Wheeling Hall of Fame: Mary Elizabeth Fassig (Keyser) - Music and Fine Arts
Mary Elizabeth Fassig (Keyser) 1905-was a dance icon in Wheeling for much of the 20th century. But her fame began on the national stage when vaudeville was king.
Born March 11, 1905, to Wheeling residents Percival and Mary Ellen Altmeyer Fassig, she attended Ohio County public schools. Her mother and father died in 1934 and 1941, respectively. Her mother was the daughter of Luke and Mary Hartung Altmeyer. Her father was born in Columbus, Ohio, worked at Wheeling’s Hazel Atlas Glass Co., and played the cello in the Wheeling Symphony.

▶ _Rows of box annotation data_
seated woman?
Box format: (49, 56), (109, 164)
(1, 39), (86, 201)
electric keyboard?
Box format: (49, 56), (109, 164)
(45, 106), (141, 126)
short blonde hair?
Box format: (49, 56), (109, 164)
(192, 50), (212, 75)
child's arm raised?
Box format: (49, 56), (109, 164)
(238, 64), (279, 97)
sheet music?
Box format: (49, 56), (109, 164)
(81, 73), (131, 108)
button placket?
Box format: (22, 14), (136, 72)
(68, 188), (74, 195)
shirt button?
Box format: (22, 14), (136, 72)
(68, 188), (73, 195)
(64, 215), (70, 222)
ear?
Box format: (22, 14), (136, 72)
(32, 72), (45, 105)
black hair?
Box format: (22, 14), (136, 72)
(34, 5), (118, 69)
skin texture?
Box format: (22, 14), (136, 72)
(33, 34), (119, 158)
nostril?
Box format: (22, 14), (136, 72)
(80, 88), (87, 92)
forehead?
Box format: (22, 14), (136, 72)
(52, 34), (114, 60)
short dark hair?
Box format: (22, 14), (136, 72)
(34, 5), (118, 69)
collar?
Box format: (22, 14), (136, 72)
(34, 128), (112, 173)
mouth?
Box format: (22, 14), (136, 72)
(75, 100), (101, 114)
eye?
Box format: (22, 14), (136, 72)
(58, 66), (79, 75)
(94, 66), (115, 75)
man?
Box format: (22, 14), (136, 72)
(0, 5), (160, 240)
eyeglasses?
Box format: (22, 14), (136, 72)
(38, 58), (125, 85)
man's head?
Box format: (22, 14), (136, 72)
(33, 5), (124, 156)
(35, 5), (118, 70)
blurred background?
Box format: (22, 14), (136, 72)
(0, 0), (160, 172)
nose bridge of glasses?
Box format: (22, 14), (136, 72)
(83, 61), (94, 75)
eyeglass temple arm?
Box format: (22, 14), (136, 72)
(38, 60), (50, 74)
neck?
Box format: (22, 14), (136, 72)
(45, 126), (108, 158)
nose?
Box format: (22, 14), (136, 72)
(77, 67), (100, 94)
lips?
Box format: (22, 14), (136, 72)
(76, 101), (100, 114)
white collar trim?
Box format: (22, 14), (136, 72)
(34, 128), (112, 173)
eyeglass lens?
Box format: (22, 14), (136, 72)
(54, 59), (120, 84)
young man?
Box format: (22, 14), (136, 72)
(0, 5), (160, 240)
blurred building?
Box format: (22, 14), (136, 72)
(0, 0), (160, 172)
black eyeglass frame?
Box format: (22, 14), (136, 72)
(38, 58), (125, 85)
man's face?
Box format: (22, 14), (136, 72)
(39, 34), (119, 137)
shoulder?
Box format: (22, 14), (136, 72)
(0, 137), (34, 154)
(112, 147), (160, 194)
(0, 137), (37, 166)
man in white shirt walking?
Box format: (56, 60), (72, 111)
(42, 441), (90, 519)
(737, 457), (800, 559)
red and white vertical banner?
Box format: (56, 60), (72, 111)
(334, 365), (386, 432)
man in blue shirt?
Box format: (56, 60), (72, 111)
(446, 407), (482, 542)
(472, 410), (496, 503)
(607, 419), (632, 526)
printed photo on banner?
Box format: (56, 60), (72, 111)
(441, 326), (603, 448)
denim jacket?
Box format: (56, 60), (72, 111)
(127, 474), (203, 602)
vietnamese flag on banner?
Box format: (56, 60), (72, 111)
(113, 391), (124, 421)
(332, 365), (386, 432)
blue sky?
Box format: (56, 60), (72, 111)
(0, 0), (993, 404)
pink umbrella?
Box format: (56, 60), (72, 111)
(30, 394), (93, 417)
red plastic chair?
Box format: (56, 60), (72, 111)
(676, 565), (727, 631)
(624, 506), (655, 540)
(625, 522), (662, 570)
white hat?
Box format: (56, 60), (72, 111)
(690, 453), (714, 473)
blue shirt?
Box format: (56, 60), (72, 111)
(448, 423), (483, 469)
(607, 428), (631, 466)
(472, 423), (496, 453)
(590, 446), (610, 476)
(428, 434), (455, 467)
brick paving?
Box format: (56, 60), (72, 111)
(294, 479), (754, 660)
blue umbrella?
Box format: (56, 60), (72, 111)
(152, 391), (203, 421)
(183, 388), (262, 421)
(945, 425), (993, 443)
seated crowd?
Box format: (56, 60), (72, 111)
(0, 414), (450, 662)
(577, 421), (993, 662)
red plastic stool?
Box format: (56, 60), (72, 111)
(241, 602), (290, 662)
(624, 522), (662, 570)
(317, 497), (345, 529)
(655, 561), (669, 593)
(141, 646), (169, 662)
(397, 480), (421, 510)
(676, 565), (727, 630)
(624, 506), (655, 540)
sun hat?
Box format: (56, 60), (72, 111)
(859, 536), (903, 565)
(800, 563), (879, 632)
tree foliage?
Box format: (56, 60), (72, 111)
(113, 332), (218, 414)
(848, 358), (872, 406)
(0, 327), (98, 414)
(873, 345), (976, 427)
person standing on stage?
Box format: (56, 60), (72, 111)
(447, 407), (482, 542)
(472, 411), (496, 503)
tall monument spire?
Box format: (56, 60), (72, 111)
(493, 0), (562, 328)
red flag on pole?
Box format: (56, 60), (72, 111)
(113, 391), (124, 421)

▶ _PROBLEM 1_
Using the Wheeling Hall of Fame entry on Mary Elizabeth Fassig, decide whether each statement agrees with it: (a) Her father played the cello in the Wheeling Symphony. (b) Her father was born in Wheeling. (c) Her mother died in 1941. Answer yes or no for each, quoting the words from the entry that settle it.
▶ _PROBLEM 2_
Extend the Wheeling Hall of Fame entry on Mary Elizabeth Fassig, starting after its final sentence.

▶ _FINAL RESULT 1_
(a) Yes: "played the cello in the Wheeling Symphony."
(b) No: "Her father was born in Columbus, Ohio"
(c) No: "Her mother and father died in 1934 and 1941, respectively."

▶ _FINAL RESULT 2_
Fassig loved dancing from an early age and trained under instructor Alma Schafer in Wheeling before begging her parents to let her go to New York City — while she was still in high school. She studied in New York with a Russian teacher before she got her big break and was cast in a vaudeville act. She then was a professional dancer and entertainer, active on the vaudeville circuit in the 1920s. During this time, she performed in New York and all along the East Coast; she also danced professionally on cruise ships to the Caribbean and Cuba. She continued to train in New York during her professional years and enjoyed success until an illness brought her home to Wheeling, where she turned to teaching.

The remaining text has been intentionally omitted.